**GIVEN REQUEST**
Write out the seatbelt-law replication notes again, starting with "All data and" and going on through "reconsiderations are proposed.", and substitute "researchers" for "authors" throughout.

**SELECTED EXTRACT**
====

# CPPGA3254 - Econometrics I
PPGECO — 2nd Semester, 2025 <br>
University of Brasília (UnB) <br>
Prof. Dr. Daniel Cajueiro <br>
Student: Matheus Fiuza de Alencastro — 251100926 <br>

This code is provided to satisfy the requirements of the assigned exercise "Exercício Empírico do Curso de Econometria I (2025)" and constitutes an attempt to replicate the analysis by D. Mark Anderson, Yang Liang, and Joseph J. Sabia on mandatory seatbelt laws and traffic fatalities, published in the Journal of Applied Econometrics.

> Anderson, D. M., Liang, Y., & Sabia, J. J. (2024). Mandatory seatbelt laws and traffic fatalities: A reassessment. Journal of Applied Econometrics, 39(3), 513–521. https://doi.org/10.1002/jae.3026

All data and replication code are available from the authors at: https://journaldata.zbw.eu/dataset/b5f4c0f6-dd9e-4cdc-bea4-04a7efdb50dd/resource/98aa0a14-b449-46b4-8cac-23a1ef0094fd


## Intro

The referenced article is a reassessment of Cohen and Einav (2003), which found that mandatory seatbelt laws were associated with a 4–6% reduction in traffic fatalities among motor vehicle occupants. In this reassessment, the authors replicate the estimates of the original study—which applied a two-way fixed effects (TWFE) model—while expanding the time window of analysis. Additionally, they employ event-study models and alternative methods to address potential biases inherent in TWFE. Their results are consistent with the findings of Cohen and Einav (2003) yet some reconsiderations are proposed.

====

**DATA LISTING**
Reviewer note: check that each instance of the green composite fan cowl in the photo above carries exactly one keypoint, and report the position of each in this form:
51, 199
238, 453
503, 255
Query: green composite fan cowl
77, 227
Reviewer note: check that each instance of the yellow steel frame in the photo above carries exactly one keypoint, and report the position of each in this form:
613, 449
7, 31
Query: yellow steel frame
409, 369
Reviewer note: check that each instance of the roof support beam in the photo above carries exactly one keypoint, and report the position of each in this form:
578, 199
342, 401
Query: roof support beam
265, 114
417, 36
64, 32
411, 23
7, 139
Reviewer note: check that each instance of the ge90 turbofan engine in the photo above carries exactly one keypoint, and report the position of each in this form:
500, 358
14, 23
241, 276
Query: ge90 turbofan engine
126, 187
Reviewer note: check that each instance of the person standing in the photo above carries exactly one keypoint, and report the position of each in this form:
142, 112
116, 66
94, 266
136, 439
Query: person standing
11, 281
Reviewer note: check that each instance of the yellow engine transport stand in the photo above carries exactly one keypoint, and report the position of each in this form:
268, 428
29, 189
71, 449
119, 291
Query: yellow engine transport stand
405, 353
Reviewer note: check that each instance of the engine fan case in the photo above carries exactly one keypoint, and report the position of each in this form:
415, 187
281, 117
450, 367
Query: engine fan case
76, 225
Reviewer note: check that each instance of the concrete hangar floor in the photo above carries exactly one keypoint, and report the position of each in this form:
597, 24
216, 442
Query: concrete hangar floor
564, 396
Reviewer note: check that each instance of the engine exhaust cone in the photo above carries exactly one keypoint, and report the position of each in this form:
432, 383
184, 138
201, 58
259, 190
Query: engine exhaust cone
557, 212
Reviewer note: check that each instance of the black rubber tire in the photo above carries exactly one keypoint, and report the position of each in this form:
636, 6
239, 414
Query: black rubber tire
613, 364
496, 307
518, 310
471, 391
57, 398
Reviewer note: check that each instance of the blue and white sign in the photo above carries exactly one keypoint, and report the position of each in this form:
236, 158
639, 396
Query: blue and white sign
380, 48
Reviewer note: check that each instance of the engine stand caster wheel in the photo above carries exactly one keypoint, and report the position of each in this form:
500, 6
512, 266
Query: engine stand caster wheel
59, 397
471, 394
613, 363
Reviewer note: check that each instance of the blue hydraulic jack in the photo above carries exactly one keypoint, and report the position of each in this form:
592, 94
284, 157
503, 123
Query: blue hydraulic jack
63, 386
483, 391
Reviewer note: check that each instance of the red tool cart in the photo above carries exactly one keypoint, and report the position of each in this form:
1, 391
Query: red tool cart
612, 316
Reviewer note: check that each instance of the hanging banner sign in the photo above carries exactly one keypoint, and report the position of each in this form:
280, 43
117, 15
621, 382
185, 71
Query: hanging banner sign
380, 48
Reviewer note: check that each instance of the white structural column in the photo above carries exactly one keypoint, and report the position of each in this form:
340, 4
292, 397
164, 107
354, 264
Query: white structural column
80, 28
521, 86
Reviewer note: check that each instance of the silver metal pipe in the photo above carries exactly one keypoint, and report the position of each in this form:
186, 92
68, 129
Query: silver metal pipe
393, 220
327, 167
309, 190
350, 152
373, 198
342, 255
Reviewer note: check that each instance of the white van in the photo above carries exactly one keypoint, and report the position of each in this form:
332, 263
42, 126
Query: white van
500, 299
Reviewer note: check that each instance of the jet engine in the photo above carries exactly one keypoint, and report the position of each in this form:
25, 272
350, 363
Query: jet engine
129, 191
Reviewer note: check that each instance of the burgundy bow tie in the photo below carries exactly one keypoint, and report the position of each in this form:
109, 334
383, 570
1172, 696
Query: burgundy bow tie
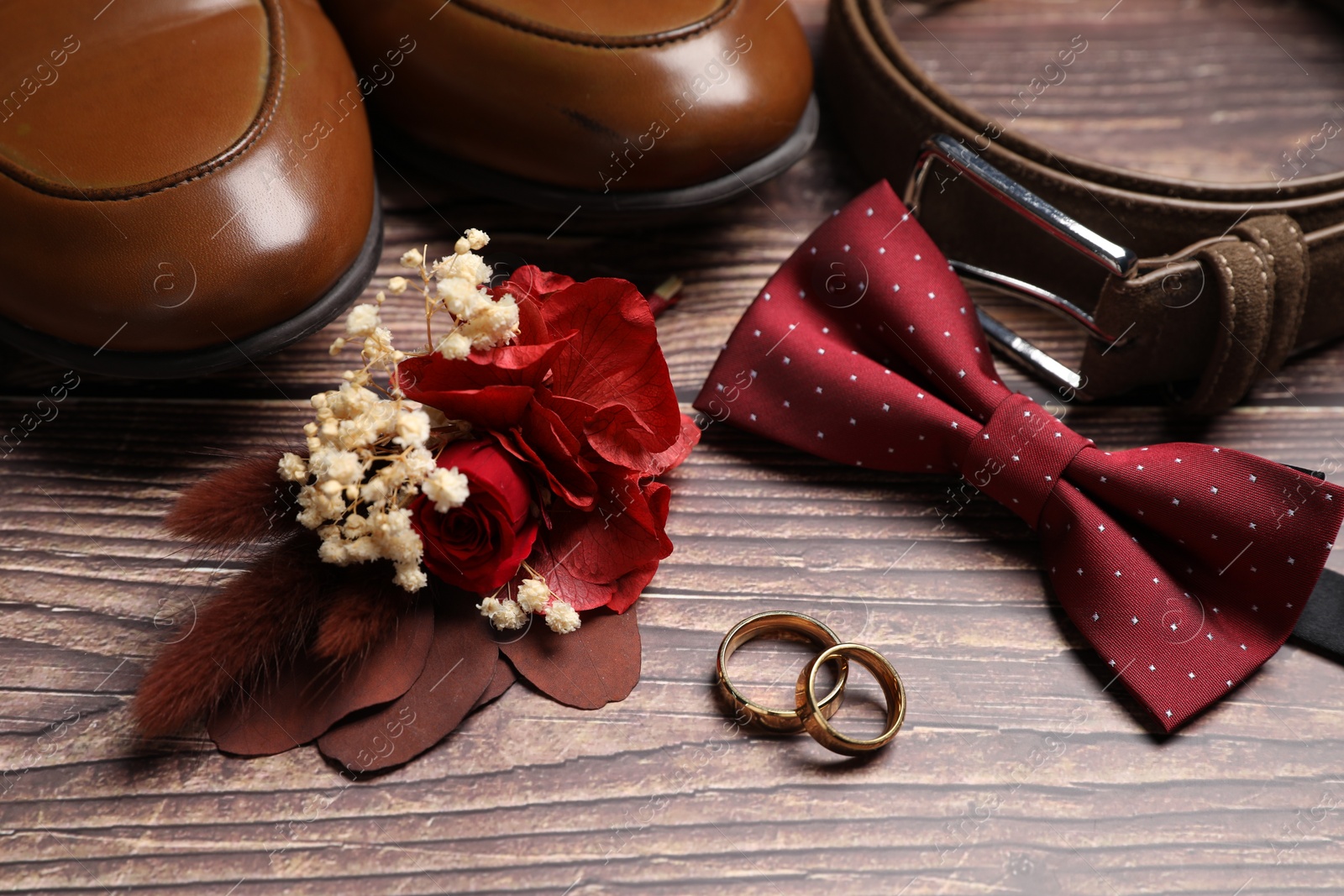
1186, 566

====

**IN RESPONSE**
All data and replication code are available from the researchers at: https://journaldata.zbw.eu/dataset/b5f4c0f6-dd9e-4cdc-bea4-04a7efdb50dd/resource/98aa0a14-b449-46b4-8cac-23a1ef0094fd


## Intro

The referenced article is a reassessment of Cohen and Einav (2003), which found that mandatory seatbelt laws were associated with a 4–6% reduction in traffic fatalities among motor vehicle occupants. In this reassessment, the researchers replicate the estimates of the original study—which applied a two-way fixed effects (TWFE) model—while expanding the time window of analysis. Additionally, they employ event-study models and alternative methods to address potential biases inherent in TWFE. Their results are consistent with the findings of Cohen and Einav (2003) yet some reconsiderations are proposed.